▶ [WHAT NEEDS TO BE DONE]:
Set down the material below in full, matching it exactly.
# start of MATERIAL FOR THIS TASK
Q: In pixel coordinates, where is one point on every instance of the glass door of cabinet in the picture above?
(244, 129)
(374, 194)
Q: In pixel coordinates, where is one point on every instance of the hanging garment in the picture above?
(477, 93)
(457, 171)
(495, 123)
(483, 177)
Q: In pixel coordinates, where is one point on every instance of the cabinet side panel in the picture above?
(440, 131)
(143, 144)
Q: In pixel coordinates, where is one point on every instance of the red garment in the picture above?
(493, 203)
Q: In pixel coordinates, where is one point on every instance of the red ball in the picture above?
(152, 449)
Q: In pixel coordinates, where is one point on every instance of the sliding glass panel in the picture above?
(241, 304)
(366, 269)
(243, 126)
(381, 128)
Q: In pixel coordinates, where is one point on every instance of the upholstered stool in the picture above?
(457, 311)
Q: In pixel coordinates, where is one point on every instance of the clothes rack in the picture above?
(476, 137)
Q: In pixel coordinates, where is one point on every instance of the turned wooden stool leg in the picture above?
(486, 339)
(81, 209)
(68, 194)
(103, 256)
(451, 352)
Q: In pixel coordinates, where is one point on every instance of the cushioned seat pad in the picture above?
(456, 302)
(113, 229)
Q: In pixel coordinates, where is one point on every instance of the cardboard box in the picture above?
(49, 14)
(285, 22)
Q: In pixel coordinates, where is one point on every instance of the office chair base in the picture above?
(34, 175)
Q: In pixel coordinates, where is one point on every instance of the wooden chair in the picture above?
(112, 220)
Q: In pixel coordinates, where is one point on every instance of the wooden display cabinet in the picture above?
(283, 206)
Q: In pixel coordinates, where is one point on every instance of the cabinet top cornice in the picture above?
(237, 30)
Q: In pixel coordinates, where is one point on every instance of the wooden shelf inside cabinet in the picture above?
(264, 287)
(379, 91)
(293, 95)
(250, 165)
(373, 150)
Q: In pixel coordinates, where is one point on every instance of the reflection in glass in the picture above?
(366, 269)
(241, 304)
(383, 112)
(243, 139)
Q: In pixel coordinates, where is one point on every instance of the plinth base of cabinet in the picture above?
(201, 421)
# end of MATERIAL FOR THIS TASK
▶ [WRITTEN RESPONSE]:
Q: In pixel coordinates, where is one point on every instance of the glass door of cabinet in the picture above?
(244, 129)
(374, 194)
Q: In pixel coordinates, where is one point on every instance of the hanging garment in the picture above?
(477, 93)
(457, 171)
(495, 123)
(483, 177)
Q: In pixel coordinates, where is one point on every instance of the cabinet side panel in the picture above?
(440, 131)
(143, 144)
Q: In pixel coordinates, where is one point on every instance of the red garment in the picture above?
(493, 203)
Q: In pixel coordinates, where is one point on every instance of the red ball in the picture above?
(152, 449)
Q: In pixel coordinates, where is one point on every instance of the sliding glass panel in the picture above?
(241, 304)
(366, 269)
(243, 126)
(381, 128)
Q: In pixel coordinates, where is one point on every instance of the upholstered stool in the picture above?
(457, 311)
Q: In pixel coordinates, where is one point on every instance of the clothes rack in the picture above?
(476, 137)
Q: In pixel coordinates, where is one point on every instance of the turned wooden stool leg in the picture above?
(486, 339)
(81, 209)
(68, 194)
(103, 256)
(451, 352)
Q: In pixel coordinates, where is one point on every instance of the cushioned seat pad in the picture above?
(456, 302)
(113, 229)
Q: In pixel coordinates, where is one point on every instance of the cardboard box in the picture above?
(49, 14)
(285, 22)
Q: In pixel coordinates, where is one point on every instance of the office chair base in the picture above?
(34, 175)
Q: In pixel coordinates, where is one point on every instance of the wooden chair in the picture above?
(112, 220)
Q: In pixel coordinates, where is one point on every instance of the wooden display cabinet in the picture above?
(283, 206)
Q: In pixel coordinates, where is one point on every instance of the cabinet top cornice in the picture above?
(237, 30)
Q: In pixel coordinates, where is one point on every instance of the wooden shelf inside cabinet in the picture above?
(264, 287)
(379, 91)
(293, 95)
(250, 165)
(373, 150)
Q: In pixel coordinates, where is one point on every instance of the reflection in glass in the picture above?
(366, 269)
(241, 304)
(383, 112)
(243, 139)
Q: In pixel coordinates, where is one point on every instance of the plinth base of cabinet in the picture above?
(201, 421)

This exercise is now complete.